◆ Direction ◆
Give only the lines from the one containing "find the sunlit" through the end of the material below, exactly as written.

◆ Exercise inputs ◆
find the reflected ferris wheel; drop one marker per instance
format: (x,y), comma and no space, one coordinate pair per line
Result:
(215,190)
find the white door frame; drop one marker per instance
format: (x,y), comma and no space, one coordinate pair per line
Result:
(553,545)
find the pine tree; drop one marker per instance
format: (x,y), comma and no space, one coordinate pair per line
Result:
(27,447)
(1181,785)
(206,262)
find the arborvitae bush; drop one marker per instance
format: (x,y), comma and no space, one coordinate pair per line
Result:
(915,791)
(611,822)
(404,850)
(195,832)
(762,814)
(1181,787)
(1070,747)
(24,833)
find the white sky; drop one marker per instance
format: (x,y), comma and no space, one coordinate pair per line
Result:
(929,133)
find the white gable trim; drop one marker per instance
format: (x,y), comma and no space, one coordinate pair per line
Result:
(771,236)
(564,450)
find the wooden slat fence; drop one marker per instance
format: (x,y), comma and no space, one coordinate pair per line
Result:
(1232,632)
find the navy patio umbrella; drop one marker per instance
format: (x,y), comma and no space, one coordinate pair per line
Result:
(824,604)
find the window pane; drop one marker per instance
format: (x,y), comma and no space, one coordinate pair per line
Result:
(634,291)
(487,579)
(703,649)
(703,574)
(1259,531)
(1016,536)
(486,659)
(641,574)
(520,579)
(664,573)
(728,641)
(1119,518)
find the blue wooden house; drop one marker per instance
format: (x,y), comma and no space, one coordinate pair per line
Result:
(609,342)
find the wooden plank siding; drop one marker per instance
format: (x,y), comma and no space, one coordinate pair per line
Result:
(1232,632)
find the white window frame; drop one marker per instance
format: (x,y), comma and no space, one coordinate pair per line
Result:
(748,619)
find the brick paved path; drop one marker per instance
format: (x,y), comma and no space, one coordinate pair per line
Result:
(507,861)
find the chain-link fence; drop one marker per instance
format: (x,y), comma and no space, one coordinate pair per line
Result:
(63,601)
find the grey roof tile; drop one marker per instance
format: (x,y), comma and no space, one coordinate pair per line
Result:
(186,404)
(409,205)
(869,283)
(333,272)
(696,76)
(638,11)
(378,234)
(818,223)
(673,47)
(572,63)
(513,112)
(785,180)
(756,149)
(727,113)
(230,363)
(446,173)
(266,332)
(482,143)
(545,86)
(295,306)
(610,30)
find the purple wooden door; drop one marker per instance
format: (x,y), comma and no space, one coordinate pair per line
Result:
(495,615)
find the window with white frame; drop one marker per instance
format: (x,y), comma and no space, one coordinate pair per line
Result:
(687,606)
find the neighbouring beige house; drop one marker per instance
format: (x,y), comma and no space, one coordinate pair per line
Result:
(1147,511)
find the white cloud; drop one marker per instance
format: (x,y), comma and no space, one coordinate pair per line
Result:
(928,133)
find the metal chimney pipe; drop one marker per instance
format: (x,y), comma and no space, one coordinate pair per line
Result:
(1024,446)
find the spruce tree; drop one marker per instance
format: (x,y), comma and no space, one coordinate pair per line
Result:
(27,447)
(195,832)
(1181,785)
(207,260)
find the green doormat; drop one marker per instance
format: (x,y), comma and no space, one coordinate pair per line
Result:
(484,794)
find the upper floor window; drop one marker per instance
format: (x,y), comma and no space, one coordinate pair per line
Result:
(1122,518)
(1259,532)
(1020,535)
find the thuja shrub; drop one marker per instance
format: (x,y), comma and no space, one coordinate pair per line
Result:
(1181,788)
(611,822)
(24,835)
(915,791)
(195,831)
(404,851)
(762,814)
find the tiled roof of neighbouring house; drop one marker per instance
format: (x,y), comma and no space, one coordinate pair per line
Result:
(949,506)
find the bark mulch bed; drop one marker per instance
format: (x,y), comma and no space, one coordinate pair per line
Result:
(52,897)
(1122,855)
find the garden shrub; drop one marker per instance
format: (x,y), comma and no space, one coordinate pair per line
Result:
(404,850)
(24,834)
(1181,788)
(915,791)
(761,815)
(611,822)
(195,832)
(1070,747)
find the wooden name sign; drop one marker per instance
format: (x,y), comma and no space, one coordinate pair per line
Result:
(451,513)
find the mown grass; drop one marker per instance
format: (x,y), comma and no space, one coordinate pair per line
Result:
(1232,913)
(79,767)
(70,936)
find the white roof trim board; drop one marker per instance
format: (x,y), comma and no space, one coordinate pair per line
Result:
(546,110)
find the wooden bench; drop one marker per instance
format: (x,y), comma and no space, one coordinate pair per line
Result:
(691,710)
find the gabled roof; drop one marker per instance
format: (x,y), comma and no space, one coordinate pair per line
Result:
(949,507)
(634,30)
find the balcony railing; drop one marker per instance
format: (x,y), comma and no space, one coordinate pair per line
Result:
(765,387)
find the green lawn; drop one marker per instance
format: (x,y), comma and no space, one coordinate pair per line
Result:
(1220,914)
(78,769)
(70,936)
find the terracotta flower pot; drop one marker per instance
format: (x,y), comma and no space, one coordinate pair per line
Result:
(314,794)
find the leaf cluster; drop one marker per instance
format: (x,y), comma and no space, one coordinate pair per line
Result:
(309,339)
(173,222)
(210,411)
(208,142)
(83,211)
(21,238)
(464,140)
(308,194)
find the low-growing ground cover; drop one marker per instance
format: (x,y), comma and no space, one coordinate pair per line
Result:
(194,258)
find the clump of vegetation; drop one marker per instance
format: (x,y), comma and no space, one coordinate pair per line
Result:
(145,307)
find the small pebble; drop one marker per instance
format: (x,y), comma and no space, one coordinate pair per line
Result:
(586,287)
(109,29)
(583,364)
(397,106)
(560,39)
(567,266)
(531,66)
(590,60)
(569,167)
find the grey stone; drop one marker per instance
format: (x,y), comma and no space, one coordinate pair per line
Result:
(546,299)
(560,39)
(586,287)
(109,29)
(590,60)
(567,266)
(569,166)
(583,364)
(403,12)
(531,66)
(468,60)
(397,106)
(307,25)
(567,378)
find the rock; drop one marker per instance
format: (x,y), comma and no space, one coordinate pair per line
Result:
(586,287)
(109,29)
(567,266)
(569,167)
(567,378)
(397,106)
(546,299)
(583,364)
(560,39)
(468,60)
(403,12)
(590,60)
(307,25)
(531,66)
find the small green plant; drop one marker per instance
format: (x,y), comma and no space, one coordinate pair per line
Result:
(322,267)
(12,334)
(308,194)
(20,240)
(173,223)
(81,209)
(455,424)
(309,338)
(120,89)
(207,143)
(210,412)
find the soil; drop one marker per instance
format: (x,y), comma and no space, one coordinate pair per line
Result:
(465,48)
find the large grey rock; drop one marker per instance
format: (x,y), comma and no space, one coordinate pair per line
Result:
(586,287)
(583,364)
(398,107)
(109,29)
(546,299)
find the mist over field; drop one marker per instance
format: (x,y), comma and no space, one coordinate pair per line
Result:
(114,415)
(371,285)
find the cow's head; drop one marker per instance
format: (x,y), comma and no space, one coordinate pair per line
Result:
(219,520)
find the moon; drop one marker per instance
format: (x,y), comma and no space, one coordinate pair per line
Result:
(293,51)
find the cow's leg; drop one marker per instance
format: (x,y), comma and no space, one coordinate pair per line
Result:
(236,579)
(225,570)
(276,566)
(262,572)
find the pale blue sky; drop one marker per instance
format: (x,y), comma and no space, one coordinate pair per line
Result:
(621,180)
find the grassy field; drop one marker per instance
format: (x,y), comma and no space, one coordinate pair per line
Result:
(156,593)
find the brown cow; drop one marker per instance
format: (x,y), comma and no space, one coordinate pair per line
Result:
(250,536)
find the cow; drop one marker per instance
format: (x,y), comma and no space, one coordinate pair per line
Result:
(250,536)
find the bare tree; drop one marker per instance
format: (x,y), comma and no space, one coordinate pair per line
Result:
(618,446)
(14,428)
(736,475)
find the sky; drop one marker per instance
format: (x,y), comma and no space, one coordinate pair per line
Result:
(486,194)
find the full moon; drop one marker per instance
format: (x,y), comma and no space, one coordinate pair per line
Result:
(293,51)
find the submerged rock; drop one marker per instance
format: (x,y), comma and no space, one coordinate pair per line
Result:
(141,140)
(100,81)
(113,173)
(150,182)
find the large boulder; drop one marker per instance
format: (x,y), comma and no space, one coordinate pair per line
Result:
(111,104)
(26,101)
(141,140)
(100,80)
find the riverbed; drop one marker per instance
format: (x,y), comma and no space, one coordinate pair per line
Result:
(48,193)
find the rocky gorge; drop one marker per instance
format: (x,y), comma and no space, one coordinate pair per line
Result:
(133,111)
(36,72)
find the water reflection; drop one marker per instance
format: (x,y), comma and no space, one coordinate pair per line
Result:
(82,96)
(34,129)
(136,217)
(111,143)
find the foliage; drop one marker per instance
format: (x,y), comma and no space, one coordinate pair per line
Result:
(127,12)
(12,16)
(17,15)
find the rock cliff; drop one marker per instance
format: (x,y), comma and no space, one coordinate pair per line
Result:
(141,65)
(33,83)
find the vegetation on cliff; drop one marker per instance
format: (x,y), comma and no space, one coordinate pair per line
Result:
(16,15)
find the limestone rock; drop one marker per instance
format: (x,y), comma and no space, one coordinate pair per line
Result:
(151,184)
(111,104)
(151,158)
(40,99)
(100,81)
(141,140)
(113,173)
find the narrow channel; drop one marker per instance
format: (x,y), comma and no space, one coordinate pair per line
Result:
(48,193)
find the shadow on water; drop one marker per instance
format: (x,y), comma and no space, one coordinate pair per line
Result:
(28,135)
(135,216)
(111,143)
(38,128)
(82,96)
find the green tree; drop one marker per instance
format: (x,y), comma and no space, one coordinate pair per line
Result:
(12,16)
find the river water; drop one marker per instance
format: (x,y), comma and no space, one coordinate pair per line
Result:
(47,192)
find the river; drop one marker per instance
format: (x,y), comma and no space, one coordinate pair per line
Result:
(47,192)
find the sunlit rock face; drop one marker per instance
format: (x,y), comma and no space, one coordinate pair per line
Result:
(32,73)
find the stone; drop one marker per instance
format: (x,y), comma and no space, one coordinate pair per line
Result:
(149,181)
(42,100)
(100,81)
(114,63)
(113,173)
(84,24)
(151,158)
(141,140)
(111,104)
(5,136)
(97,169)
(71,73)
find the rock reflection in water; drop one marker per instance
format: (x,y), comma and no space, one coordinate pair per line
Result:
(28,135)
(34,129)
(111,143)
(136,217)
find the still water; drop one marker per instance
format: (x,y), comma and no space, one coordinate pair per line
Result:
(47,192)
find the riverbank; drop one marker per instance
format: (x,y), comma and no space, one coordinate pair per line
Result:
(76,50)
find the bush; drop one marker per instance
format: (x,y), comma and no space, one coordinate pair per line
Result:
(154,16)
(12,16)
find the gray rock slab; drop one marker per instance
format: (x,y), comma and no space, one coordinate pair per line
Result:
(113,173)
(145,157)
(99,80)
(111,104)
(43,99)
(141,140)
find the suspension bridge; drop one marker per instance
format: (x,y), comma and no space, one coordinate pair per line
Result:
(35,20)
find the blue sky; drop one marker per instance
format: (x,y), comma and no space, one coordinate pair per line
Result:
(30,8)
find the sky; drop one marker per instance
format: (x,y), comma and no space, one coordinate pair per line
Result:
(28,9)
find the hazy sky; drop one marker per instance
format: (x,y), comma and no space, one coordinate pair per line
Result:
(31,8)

◆ Task answer ◆
find the sunlit rock face; drop one marker per instance
format: (x,y), comma and no space, one coordinate pair per line
Result:
(32,73)
find the stone; drop one marker per instance
format: (x,y), comma and no space, one coordinate pair per line
Result:
(149,181)
(42,100)
(100,81)
(114,63)
(113,173)
(84,24)
(151,158)
(141,140)
(111,104)
(5,136)
(97,169)
(71,73)
find the rock reflection in water; drop one marker per instance
format: (x,y), comma and no space, one coordinate pair per line
Result:
(28,135)
(34,129)
(111,143)
(136,217)
find the still water; drop one marker per instance
format: (x,y), comma and no space, one coordinate pair per line
Result:
(47,192)
find the riverbank; drop one marker per instance
format: (x,y), comma and no space, one coordinate pair per line
Result:
(76,50)
find the bush; drop one marker per instance
format: (x,y), comma and no space, one coordinate pair per line
Result:
(154,16)
(12,16)
find the gray rock slab; drop one marker per instance
format: (x,y), comma and no space, one coordinate pair per line
Result:
(113,173)
(145,157)
(99,80)
(111,104)
(43,99)
(141,140)
find the suspension bridge; drop one marker per instance
format: (x,y), comma and no space, one coordinate pair per line
Result:
(35,20)
find the blue sky; drop one marker per instance
format: (x,y), comma and no space, one coordinate pair per line
Result:
(30,8)
find the sky; drop one marker per instance
format: (x,y), comma and no space, one coordinate pair per line
Result:
(28,9)
find the hazy sky; drop one marker per instance
format: (x,y), comma and no space, one coordinate pair per line
Result:
(31,8)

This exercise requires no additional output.